(Text for analysis begins)
The honest version of the GEO playbook has always been the SEO playbook plus structured data plus earned media. FAQ schema was never load-bearing in that stack. It was a SERP feature that briefly worked, then didn't, and the industry never updated.

Why Google actually killed it

Google didn't explain. They never do. But you can read the trajectory.

FAQ rich results were a transitional feature. They existed when Google still believed publishers and search were collaborating on the same page. The publisher provides the FAQ markup; Google displays it in a richer SERP unit; clicks happen; everyone wins. That bargain has been unwinding for three years. AI Overviews replaced the answer-extraction job that FAQ rich results used to do. The data is in the 38% click lift when AI Overviews were removed in a randomised test, and in the 60% search-referral collapse Chartbeat measured for small publishers.

If you're Google, why keep a SERP feature that extracts publisher content into a richer card when you've built a system that extracts publisher content into a generated answer? The card and the AI Overview are doing the same job, and the AI Overview doesn't need the publisher to mark anything up. It just reads the page.

FAQ rich results were a feature from a previous era of search. The era ended. The feature was the last thing standing from that era, and now it's gone.

What this means for the work

If you have FAQ schema on your pages, leave it. Google has confirmed it doesn't cause problems. Removing it is busywork. The schema is still a valid Schema.org type. If an AI system ever does use it for retrieval — which I'd put low odds on, but it's not impossible — you'll be glad it's still there. The downside of leaving it is zero. The downside of removing it is wasted dev time.
(Text for analysis ends)
Recast the paragraph beginning "If you have FAQ schema on your pages" from the text on FAQ schema as a short bulleted list that keeps its main facts. Work only from the text on FAQ schema.
(Given information begins)
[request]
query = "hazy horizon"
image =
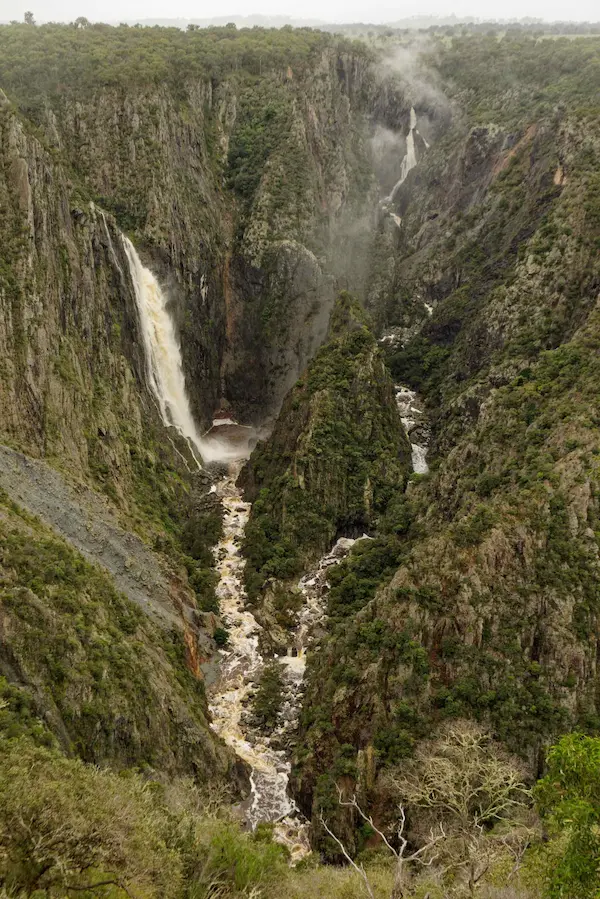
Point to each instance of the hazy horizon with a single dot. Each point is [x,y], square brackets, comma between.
[310,11]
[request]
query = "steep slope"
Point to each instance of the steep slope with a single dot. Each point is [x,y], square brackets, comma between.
[238,163]
[112,683]
[492,610]
[336,457]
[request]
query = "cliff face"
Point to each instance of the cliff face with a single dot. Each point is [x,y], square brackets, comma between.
[337,456]
[73,391]
[247,195]
[233,234]
[303,228]
[491,612]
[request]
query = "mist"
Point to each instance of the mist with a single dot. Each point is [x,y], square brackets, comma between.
[310,12]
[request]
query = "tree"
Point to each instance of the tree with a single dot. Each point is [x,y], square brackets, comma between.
[267,700]
[422,856]
[67,827]
[568,797]
[465,783]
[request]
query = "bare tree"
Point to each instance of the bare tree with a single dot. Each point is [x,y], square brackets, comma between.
[459,787]
[466,782]
[421,856]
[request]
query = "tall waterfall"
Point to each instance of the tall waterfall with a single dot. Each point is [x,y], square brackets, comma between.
[164,366]
[410,158]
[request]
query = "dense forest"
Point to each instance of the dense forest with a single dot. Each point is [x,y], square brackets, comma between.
[445,739]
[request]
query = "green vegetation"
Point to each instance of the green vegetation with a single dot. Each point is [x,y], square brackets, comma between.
[569,799]
[108,683]
[337,456]
[268,698]
[44,59]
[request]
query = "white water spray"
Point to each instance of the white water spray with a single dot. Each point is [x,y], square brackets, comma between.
[415,423]
[164,367]
[410,158]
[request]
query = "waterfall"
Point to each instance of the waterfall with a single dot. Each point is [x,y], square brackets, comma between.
[410,158]
[415,425]
[164,367]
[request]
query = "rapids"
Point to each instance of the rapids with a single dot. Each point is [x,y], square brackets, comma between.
[164,366]
[240,666]
[416,427]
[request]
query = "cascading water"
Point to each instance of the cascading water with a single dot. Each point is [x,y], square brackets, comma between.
[240,667]
[416,427]
[409,162]
[410,158]
[164,367]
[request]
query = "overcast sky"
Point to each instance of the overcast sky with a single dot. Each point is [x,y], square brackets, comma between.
[326,10]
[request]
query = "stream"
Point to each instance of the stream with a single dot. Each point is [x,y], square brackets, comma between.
[241,663]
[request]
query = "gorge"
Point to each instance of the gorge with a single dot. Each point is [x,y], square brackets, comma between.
[298,461]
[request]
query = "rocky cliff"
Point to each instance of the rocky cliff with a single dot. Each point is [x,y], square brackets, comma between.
[491,311]
[336,457]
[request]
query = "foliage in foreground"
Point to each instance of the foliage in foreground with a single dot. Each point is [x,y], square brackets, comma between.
[71,829]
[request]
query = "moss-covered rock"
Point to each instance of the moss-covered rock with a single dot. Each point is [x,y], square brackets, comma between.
(Given information ends)
| Solution to this problem |
- Leave existing FAQ schema on your pages. Removing it is busywork.
- Google has confirmed the schema doesn't cause problems.
- It is still a valid Schema.org type.
- An AI system might someday use it for retrieval. This is unlikely but not impossible.
- Leaving it has zero downside. Removing it wastes dev time.